■ Exercise details
Rewrite the lines below as a numbered list, leaving out any blank lines.
──────── Study material ────────
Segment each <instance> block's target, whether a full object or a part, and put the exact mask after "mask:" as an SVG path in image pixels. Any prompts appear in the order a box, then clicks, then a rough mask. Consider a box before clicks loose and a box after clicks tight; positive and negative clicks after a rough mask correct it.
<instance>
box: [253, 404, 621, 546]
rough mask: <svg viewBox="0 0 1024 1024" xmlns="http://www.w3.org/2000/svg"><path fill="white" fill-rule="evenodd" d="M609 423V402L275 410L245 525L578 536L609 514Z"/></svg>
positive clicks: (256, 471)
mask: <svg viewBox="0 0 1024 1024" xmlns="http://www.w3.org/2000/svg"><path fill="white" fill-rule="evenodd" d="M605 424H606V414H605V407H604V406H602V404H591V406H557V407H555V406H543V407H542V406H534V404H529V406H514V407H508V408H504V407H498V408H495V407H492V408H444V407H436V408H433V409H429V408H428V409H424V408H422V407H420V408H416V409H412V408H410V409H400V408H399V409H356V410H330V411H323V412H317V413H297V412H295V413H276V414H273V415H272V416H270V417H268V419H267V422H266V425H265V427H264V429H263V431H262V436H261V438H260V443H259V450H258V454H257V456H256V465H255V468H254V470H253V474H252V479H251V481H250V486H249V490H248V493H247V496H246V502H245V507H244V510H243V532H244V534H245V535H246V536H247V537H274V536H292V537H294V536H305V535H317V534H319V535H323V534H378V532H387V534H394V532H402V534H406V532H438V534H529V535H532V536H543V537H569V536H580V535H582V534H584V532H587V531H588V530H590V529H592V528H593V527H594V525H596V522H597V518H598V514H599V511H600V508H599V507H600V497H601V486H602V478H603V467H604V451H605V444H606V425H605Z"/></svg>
────────
■ Task result
1. Segment each <instance> block's target, whether a full object or a part, and put the exact mask after "mask:" as an SVG path in image pixels. Any prompts appear in the order a box, then clicks, then a rough mask. Consider a box before clicks loose and a box after clicks tight; positive and negative clicks after a rough mask correct it.
2. <instance>
3. box: [253, 404, 621, 546]
4. rough mask: <svg viewBox="0 0 1024 1024" xmlns="http://www.w3.org/2000/svg"><path fill="white" fill-rule="evenodd" d="M609 423V402L275 410L245 525L578 536L609 514Z"/></svg>
5. positive clicks: (256, 471)
6. mask: <svg viewBox="0 0 1024 1024" xmlns="http://www.w3.org/2000/svg"><path fill="white" fill-rule="evenodd" d="M605 424H606V414H605V407H604V406H602V404H591V406H557V407H555V406H543V407H542V406H534V404H529V406H514V407H508V408H504V407H498V408H495V407H492V408H444V407H436V408H433V409H429V408H428V409H424V408H422V407H420V408H416V409H412V408H410V409H400V408H399V409H356V410H330V411H323V412H317V413H297V412H295V413H276V414H273V415H272V416H270V417H268V419H267V422H266V425H265V427H264V429H263V431H262V436H261V438H260V443H259V450H258V454H257V456H256V465H255V468H254V470H253V474H252V479H251V481H250V486H249V490H248V493H247V496H246V502H245V507H244V510H243V532H244V534H245V535H246V536H247V537H274V536H292V537H294V536H305V535H317V534H319V535H323V534H378V532H387V534H394V532H402V534H406V532H438V534H529V535H532V536H543V537H569V536H580V535H582V534H584V532H587V531H588V530H590V529H592V528H593V527H594V525H596V522H597V518H598V514H599V511H600V508H599V507H600V497H601V486H602V478H603V467H604V451H605V444H606V425H605Z"/></svg>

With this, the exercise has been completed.